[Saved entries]
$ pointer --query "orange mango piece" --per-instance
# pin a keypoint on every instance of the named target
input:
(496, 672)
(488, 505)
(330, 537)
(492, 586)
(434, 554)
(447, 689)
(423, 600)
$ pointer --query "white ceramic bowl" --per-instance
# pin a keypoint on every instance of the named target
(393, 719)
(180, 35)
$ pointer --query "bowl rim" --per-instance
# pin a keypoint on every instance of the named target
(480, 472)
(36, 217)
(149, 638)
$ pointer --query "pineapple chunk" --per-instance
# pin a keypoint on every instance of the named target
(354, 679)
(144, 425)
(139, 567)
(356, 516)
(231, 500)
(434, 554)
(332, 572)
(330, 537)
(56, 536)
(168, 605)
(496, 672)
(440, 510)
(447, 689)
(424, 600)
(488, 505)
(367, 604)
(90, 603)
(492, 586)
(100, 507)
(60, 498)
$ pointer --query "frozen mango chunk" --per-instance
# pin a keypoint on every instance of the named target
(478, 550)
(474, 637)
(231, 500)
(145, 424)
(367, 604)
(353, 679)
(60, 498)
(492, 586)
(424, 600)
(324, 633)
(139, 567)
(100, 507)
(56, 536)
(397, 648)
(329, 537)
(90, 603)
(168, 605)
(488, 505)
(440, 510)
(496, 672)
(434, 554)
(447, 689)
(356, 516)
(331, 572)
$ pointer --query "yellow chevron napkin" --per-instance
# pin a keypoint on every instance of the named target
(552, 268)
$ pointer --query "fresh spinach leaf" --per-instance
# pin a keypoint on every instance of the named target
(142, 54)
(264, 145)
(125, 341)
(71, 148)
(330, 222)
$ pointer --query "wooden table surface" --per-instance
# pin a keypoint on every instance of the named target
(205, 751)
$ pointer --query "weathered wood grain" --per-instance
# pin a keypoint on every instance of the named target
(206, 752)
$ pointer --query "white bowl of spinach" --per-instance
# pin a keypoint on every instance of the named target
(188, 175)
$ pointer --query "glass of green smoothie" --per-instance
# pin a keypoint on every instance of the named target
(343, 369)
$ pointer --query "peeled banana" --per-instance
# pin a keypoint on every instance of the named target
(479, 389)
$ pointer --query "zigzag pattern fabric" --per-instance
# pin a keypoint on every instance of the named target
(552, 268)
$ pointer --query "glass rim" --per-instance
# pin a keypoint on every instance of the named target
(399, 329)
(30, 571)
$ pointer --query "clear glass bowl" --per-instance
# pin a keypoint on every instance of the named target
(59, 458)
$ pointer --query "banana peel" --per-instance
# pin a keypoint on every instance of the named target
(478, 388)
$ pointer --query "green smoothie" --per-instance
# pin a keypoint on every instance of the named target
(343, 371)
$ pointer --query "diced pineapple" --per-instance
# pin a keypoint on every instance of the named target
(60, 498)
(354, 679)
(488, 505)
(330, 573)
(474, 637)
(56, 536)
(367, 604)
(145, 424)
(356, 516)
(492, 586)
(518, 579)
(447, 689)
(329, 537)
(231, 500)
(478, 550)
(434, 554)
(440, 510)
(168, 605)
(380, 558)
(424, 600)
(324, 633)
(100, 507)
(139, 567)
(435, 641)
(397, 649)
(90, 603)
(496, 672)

◆ **YOUR ASSIGNMENT**
Would you please restate all of the entries exactly?

◆ **WRITTEN SOLUTION**
$ pointer --query "orange mango piece" --per-instance
# pin a keypoint on every instance of the named target
input:
(496, 672)
(488, 505)
(330, 537)
(492, 586)
(434, 554)
(447, 689)
(423, 600)
$ pointer --query "white ceramic bowl" --per-instance
# pin a keypoint on every instance of the named target
(393, 719)
(180, 35)
$ pointer --query "bowl rim" --per-instance
# pin a keypoint on every instance of the named target
(480, 472)
(36, 217)
(149, 638)
$ pointer --query "pineapple chunk" --per-instance
# pin a keypoint on every instance of the named target
(354, 679)
(144, 425)
(139, 567)
(356, 516)
(231, 500)
(434, 554)
(332, 572)
(330, 537)
(56, 536)
(168, 605)
(496, 672)
(440, 510)
(447, 689)
(424, 600)
(488, 505)
(367, 604)
(90, 603)
(492, 586)
(100, 507)
(60, 498)
$ pointer --query "frozen mango chunk" --per-instance
# pin a keypoint on every instance of the named target
(478, 550)
(474, 637)
(231, 500)
(145, 424)
(367, 604)
(353, 679)
(60, 498)
(492, 586)
(424, 600)
(324, 633)
(139, 567)
(100, 507)
(56, 536)
(397, 648)
(329, 537)
(90, 603)
(168, 605)
(488, 505)
(440, 510)
(496, 672)
(434, 554)
(447, 689)
(356, 516)
(331, 572)
$ pointer --query "yellow chevron napkin" --per-instance
# pin a keypoint on every instance of the named target
(552, 268)
$ pointer --query "fresh spinach leaf" --per-instance
# pin a keypoint on every instance of the named target
(142, 54)
(264, 145)
(125, 341)
(71, 148)
(330, 222)
$ pointer --query "wooden table surface" --per-instance
# pin a keypoint on every instance of the named target
(205, 751)
$ pointer --query "weathered wood grain" --per-instance
# pin a keypoint on every instance of the named target
(206, 752)
$ pointer --query "white bowl of spinach" --per-instance
# pin a keypoint on every instance of the named target
(188, 175)
$ pointer --query "glass of green smoothie" --per-instance
# pin a keypoint on every instance of the named target
(343, 369)
$ pointer --query "peeled banana" --per-instance
# pin a keypoint on every instance of the named target
(479, 389)
$ pointer --query "zigzag pattern fabric" --per-instance
# pin a keypoint on every instance of the named target
(552, 268)
$ pointer --query "glass rim" --per-instance
# pin a keypoint on every instance of the named target
(399, 329)
(30, 571)
$ pointer --query "clear glass bowl" --per-instance
# pin a keypoint on every instance of the named target
(59, 458)
$ pointer --query "banana peel" --per-instance
# pin a keypoint on every instance of the named target
(478, 388)
$ pointer --query "green smoothie" --per-instance
# pin a keypoint on every instance of the named target
(343, 371)
$ pointer --query "diced pineapple" --per-instance
# pin a keypoint on every instance of the named target
(60, 498)
(354, 679)
(488, 505)
(330, 573)
(474, 637)
(56, 536)
(367, 604)
(145, 424)
(356, 516)
(492, 586)
(518, 579)
(447, 689)
(329, 537)
(231, 500)
(478, 550)
(434, 554)
(440, 510)
(168, 605)
(380, 558)
(424, 600)
(324, 633)
(100, 507)
(139, 567)
(435, 641)
(397, 649)
(90, 603)
(496, 672)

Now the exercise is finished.